◆ YOUR OBJECTIVE ◆
Convert the records below, between the lines holding "of the dormer" and "pixel 263 351", inclusive, into a two-column CSV with the headers instruction and answer and one row per record. Put each record's text and its answer in one quoted field apiece, replace line breaks with spaces, and leave the pictures out.

◆ RECORDS SHOWN ◆
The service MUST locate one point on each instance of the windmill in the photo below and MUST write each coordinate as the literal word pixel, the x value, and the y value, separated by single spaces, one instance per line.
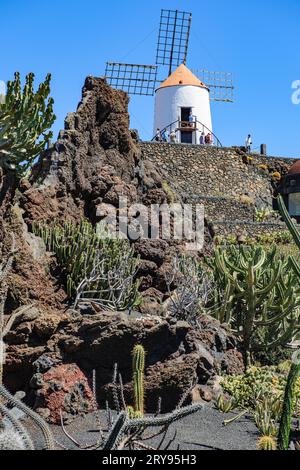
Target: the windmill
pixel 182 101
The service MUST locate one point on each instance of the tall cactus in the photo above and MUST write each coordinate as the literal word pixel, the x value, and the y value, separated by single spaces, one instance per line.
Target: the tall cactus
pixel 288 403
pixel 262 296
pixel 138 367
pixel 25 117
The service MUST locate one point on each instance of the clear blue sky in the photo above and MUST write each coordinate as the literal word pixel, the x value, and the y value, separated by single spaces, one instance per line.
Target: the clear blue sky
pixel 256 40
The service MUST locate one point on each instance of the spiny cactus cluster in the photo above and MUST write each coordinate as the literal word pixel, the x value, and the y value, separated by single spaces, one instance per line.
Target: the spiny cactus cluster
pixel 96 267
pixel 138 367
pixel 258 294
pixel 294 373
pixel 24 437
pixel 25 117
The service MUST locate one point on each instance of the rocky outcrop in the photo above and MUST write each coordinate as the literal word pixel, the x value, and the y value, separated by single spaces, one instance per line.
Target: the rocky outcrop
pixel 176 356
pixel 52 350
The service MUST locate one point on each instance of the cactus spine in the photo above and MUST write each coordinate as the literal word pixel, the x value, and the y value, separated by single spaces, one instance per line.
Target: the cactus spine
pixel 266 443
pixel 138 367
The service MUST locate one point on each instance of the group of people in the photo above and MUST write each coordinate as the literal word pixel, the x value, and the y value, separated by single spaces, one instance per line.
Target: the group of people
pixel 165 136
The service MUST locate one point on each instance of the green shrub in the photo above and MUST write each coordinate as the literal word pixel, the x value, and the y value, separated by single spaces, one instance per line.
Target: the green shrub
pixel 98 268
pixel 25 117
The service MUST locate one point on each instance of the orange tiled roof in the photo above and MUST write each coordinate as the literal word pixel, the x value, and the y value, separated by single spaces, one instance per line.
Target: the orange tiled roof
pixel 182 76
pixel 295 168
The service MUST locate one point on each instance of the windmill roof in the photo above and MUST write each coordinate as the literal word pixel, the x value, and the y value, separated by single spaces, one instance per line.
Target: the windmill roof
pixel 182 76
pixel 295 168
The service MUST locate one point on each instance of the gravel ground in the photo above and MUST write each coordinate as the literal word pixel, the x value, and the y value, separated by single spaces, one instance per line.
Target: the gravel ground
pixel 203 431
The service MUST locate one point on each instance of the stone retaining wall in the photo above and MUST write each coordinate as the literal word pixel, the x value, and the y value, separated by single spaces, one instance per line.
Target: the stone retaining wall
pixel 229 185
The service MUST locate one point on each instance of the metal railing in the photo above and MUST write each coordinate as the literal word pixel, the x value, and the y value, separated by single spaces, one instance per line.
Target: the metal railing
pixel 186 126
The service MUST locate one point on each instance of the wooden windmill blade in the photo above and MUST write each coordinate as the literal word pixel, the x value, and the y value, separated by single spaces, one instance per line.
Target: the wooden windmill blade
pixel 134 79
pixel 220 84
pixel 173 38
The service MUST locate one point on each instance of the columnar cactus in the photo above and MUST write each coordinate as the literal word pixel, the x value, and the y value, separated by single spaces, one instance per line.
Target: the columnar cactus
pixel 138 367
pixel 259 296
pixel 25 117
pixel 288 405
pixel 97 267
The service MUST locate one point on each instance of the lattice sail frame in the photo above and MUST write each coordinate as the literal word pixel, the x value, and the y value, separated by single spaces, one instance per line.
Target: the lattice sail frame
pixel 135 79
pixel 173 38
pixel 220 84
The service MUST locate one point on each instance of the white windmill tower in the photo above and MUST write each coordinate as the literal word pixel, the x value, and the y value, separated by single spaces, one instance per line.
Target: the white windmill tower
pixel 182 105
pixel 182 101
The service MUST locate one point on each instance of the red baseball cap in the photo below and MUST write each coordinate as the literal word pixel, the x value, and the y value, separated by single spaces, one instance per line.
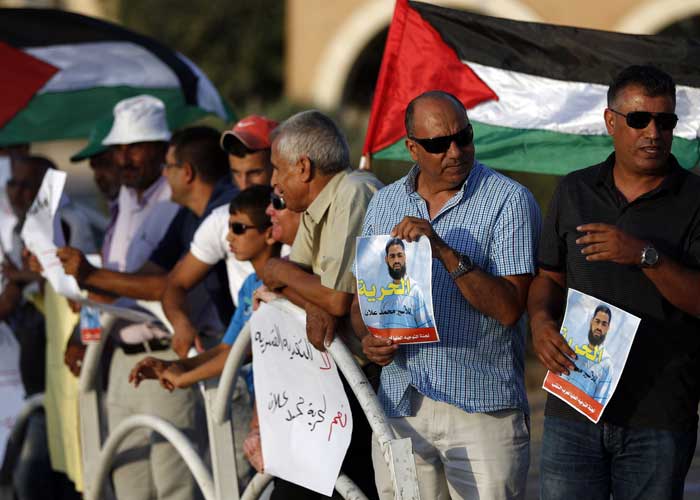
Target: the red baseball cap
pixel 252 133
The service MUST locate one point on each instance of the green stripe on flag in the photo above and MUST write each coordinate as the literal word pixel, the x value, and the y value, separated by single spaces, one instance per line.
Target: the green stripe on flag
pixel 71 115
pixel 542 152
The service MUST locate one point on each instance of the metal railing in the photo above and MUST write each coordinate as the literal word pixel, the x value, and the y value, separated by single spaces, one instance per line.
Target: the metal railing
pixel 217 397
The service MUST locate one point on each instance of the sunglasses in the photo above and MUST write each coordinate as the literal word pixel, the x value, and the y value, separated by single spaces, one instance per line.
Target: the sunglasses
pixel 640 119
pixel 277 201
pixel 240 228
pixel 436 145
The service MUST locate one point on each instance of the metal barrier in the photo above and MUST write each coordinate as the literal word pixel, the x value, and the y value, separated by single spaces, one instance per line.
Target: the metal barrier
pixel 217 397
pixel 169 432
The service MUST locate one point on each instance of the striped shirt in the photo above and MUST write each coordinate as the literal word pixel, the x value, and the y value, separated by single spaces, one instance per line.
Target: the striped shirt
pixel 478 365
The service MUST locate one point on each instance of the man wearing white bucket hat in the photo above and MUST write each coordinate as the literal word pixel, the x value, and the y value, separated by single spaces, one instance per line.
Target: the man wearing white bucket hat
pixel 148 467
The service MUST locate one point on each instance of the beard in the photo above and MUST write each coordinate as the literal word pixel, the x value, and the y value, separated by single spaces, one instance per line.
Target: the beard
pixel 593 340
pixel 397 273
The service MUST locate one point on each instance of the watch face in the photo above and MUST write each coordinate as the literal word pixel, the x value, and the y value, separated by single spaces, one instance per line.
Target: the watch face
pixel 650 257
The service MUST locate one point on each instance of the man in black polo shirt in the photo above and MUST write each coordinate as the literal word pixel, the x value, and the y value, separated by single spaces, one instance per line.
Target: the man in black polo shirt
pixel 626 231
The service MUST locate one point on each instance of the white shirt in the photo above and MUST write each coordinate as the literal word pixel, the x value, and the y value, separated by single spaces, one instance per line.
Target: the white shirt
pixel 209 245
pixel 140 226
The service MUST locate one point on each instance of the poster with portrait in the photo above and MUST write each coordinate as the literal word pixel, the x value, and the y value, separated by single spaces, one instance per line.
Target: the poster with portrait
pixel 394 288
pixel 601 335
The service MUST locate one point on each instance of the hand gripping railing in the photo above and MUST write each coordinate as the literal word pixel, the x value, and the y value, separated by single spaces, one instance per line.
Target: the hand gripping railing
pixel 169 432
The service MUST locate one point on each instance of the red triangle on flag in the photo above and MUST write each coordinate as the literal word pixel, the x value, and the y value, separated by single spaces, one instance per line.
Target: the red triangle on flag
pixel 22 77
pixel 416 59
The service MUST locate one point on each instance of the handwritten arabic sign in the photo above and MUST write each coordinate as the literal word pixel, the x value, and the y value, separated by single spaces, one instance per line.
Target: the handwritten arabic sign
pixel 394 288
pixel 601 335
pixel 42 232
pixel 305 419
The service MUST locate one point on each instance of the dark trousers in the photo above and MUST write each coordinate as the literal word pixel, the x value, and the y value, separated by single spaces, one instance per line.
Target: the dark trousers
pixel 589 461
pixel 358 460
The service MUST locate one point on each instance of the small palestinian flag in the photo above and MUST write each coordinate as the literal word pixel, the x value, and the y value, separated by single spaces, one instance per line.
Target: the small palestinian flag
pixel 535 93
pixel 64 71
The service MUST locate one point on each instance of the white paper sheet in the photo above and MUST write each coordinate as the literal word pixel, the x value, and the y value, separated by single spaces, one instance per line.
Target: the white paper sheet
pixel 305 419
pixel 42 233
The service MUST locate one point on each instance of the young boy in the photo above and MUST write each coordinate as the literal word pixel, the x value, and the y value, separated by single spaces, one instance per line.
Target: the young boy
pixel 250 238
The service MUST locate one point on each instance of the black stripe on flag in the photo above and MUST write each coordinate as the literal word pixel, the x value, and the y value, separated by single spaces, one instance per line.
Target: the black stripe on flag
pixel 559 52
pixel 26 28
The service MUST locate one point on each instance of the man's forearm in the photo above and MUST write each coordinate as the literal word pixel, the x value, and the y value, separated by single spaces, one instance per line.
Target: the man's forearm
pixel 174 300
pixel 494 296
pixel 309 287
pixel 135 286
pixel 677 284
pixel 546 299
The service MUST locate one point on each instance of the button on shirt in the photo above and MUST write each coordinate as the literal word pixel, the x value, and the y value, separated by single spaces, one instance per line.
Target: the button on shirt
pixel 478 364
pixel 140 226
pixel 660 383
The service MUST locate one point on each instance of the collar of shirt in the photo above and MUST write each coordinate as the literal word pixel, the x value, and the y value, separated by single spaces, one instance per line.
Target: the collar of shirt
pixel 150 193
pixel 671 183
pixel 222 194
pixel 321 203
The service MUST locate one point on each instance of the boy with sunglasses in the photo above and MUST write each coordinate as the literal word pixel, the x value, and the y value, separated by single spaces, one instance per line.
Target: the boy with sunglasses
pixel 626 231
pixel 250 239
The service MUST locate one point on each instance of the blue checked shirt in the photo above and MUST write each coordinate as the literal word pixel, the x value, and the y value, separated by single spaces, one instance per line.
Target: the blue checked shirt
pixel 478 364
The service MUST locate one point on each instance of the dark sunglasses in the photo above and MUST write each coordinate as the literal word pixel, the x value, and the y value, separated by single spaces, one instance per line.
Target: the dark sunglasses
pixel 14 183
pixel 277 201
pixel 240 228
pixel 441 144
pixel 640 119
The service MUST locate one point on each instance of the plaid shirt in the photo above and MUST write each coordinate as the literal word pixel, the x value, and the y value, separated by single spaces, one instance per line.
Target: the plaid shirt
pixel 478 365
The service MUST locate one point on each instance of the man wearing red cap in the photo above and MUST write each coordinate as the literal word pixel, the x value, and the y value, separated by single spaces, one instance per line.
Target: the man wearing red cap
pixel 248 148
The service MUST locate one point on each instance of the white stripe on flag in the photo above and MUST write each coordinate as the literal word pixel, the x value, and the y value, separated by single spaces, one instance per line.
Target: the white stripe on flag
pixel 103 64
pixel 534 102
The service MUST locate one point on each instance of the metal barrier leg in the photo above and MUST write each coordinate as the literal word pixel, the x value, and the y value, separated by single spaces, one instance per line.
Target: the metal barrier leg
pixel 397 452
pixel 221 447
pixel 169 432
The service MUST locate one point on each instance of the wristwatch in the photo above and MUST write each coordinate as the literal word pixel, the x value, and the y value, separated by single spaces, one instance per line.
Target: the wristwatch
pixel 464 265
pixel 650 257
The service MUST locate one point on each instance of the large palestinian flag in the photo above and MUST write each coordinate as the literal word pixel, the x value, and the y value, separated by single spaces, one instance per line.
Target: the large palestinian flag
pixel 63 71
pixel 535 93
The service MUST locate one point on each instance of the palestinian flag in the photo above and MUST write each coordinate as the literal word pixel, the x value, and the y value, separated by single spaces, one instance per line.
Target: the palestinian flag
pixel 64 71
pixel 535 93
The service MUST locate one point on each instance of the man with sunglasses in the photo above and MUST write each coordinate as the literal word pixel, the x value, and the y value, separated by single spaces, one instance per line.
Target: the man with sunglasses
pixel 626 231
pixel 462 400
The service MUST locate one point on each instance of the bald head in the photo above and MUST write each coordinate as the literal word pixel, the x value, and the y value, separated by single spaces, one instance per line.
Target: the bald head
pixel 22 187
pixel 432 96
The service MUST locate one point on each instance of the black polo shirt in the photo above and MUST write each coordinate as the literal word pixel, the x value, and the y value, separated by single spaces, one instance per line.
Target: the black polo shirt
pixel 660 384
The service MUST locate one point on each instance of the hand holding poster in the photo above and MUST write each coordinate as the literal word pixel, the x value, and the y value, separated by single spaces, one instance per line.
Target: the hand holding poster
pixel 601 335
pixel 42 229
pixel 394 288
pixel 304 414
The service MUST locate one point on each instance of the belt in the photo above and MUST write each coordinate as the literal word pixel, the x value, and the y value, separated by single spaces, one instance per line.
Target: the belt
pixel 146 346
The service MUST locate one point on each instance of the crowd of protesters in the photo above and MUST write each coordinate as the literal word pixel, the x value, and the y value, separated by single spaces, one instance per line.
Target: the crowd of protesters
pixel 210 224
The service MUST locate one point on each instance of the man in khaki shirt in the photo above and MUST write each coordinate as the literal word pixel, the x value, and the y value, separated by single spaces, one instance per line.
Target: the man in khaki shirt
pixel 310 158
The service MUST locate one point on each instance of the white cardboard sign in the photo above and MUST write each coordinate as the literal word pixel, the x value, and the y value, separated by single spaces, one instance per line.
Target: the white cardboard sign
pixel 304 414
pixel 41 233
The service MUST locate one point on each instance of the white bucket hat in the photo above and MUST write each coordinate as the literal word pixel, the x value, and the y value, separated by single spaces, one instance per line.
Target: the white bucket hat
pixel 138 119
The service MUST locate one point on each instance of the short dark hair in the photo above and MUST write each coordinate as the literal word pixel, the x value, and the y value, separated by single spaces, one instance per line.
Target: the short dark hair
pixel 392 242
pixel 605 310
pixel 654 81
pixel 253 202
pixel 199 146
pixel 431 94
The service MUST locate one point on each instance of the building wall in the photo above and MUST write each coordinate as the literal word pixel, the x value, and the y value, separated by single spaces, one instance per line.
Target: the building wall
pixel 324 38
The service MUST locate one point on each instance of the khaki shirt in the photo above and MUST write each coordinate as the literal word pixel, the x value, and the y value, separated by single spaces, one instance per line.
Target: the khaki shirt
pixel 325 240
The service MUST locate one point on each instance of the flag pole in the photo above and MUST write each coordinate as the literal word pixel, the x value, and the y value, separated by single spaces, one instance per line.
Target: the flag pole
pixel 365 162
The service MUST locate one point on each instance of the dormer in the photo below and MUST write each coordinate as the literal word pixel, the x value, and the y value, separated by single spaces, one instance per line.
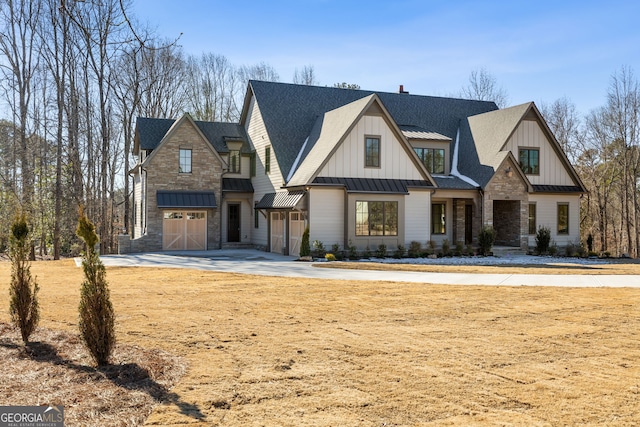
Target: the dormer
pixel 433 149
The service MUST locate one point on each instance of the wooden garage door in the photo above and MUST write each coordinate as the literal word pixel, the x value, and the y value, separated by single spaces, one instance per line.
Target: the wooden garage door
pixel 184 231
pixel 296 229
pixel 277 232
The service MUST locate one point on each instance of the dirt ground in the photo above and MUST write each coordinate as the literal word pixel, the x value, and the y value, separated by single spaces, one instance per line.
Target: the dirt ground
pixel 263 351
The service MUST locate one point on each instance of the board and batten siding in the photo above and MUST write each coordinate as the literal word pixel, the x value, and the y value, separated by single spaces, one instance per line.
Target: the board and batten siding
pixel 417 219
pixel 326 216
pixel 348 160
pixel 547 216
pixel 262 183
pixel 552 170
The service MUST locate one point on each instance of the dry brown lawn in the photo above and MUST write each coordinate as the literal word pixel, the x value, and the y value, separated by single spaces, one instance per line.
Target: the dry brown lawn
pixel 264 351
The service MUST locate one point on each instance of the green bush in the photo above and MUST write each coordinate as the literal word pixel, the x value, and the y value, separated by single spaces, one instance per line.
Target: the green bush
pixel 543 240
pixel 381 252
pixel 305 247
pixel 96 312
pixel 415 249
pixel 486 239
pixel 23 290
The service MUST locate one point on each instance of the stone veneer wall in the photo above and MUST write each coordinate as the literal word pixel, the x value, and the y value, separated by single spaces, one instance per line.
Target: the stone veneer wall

◆ TASK ANSWER ◆
instruction,answer
"The service MUST locate one point on each instance of the dormer in the photo below and MUST write each coordinate as the literal word pixel, the x value, and the y value, separated by single spaces, one instance per line. Target: the dormer","pixel 433 149"
"The service MUST locate one point on each instance of the wooden garage door in the photo above and MUST write each coordinate as the literal word pixel, the x value, and the y value, separated by single spaces, one instance per line. Target: the wooden garage door","pixel 184 231 pixel 296 229 pixel 277 232"
"The service MUST locate one point on each instance of the dirt ground in the photo above and MUST write each coordinate as the literal word pixel, the x value, and the y value, separated by single spaces, one instance per line. Target: the dirt ground","pixel 263 351"